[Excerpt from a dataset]
┄┄┄┄┄┄┄┄┄┄

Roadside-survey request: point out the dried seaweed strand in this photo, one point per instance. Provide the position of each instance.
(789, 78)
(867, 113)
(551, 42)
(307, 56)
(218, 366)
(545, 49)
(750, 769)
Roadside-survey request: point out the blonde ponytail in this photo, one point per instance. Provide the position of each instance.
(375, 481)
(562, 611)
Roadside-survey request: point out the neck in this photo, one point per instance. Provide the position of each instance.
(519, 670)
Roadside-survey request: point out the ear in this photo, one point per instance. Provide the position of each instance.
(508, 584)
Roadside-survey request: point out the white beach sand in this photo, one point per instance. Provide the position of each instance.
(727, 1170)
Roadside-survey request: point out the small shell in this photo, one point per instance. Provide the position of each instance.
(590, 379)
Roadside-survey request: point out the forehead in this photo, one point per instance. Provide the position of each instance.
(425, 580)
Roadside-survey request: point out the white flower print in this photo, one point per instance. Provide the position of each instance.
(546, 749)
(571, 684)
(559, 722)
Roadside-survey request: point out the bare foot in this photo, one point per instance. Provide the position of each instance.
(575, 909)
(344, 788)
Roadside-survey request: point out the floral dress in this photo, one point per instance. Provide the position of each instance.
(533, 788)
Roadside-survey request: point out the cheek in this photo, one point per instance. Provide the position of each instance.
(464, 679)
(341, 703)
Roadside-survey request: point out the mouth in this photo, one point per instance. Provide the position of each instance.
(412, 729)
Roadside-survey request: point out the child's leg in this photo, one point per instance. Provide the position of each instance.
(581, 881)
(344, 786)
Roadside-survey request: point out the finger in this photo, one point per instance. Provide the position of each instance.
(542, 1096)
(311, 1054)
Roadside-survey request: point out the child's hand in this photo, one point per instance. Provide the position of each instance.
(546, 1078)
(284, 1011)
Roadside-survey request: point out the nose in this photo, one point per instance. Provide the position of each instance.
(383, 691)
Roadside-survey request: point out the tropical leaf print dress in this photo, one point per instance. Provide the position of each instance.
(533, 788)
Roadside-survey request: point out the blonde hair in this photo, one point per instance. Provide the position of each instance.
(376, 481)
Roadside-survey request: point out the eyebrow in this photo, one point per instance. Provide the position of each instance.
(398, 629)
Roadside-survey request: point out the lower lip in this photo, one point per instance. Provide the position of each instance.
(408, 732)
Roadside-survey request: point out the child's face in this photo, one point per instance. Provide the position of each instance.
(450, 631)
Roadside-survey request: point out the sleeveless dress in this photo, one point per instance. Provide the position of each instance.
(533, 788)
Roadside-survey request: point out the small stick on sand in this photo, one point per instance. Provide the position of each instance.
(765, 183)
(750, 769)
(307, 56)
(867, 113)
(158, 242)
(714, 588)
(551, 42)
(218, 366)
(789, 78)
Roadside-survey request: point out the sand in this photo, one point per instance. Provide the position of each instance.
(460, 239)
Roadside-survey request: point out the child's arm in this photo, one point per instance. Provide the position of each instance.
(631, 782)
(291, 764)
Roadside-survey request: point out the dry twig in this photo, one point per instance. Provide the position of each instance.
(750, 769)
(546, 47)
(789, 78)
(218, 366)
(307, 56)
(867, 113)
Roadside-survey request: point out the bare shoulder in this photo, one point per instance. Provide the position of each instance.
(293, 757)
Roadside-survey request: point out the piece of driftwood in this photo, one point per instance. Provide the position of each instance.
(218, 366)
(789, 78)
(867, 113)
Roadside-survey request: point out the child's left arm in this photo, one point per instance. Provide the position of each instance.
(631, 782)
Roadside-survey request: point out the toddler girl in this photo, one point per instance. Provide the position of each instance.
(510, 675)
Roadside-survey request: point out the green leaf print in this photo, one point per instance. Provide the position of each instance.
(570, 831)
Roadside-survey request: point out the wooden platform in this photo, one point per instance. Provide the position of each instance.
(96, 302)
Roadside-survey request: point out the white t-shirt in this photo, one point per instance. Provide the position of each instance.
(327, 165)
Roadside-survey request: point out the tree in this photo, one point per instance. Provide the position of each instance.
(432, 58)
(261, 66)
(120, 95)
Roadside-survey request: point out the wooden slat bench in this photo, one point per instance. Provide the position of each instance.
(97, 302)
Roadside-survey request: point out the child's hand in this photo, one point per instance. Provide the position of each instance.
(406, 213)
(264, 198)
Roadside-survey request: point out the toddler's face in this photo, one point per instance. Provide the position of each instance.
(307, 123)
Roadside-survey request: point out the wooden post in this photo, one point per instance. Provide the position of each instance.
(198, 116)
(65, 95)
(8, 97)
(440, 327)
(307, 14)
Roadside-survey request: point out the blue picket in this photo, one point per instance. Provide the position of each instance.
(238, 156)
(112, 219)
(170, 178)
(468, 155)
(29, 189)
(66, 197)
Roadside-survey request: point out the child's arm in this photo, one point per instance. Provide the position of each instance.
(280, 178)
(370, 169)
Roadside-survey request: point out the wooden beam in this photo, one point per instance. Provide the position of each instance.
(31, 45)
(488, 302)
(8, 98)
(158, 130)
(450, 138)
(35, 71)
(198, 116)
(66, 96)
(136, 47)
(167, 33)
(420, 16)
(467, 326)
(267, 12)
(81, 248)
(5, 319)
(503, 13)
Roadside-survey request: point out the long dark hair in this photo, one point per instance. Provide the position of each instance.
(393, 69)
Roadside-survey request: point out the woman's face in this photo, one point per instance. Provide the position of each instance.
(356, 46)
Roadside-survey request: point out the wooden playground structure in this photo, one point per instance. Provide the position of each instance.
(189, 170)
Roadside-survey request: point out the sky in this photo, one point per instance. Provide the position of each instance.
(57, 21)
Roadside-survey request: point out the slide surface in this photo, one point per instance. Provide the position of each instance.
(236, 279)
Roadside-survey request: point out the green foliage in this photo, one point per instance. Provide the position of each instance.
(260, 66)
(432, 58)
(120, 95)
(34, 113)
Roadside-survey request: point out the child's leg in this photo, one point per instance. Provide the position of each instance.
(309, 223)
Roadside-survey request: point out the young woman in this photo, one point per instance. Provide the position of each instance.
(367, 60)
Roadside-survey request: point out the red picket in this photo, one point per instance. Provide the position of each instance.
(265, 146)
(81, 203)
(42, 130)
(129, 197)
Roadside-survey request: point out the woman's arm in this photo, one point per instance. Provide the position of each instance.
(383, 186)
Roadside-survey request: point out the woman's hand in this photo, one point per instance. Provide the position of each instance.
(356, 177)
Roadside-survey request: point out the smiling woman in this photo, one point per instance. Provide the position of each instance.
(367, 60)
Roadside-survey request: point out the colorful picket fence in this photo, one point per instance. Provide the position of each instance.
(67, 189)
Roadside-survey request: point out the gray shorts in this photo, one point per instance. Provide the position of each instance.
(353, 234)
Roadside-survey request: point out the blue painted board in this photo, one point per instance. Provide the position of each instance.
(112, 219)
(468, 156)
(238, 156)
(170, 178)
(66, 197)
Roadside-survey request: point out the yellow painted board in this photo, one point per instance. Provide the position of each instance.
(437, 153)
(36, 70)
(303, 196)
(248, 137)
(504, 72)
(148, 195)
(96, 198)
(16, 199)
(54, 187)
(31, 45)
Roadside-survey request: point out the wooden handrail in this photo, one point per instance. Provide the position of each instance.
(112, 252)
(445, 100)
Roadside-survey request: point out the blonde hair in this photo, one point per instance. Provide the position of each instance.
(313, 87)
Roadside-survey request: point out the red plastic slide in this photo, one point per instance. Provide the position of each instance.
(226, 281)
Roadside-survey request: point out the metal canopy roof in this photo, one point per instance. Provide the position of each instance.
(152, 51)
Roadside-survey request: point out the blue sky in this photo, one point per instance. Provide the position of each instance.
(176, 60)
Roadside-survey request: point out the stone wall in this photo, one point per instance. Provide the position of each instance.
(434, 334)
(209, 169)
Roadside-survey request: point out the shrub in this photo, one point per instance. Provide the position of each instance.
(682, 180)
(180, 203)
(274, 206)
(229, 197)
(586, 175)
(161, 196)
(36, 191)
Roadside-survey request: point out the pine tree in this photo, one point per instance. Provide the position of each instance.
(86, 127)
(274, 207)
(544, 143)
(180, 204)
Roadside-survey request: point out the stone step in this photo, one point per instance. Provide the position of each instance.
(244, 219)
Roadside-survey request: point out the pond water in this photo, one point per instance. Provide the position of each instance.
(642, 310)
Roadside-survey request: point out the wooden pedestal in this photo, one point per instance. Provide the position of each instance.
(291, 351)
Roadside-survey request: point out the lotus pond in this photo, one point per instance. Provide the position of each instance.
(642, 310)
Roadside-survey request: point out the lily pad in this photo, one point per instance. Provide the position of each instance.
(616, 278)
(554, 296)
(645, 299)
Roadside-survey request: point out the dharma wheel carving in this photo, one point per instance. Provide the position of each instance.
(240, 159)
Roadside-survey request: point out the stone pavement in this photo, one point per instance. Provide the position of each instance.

┄┄┄┄┄┄┄┄┄┄

Convert the data starting at the line containing "Roadside-survey request: point out the mouth" and ending at the line containing "(284, 1011)" into a two-column CSV with the headers instruction and coordinates. Give one row per instruction, and put each instruction and its coordinates in a single quoted field, with any line breaks replaced by spaces.

instruction,coordinates
"Roadside-survey request: point out the mouth in this photo, one point per instance. Provide the position of each instance.","(412, 729)"
"Roadside-survey request: point out the child's leg in this photo, one point per instance. Provide the position of each instance.","(581, 881) (344, 786)"
"Roadside-survey request: point out the finger in this photo, one point per instance. Provide the position of each instance.","(542, 1096) (311, 1054)"
"Roadside-survey request: point out the child's hand in this photo, one point per instance. Provide the position of each instance.","(546, 1078) (284, 1011)"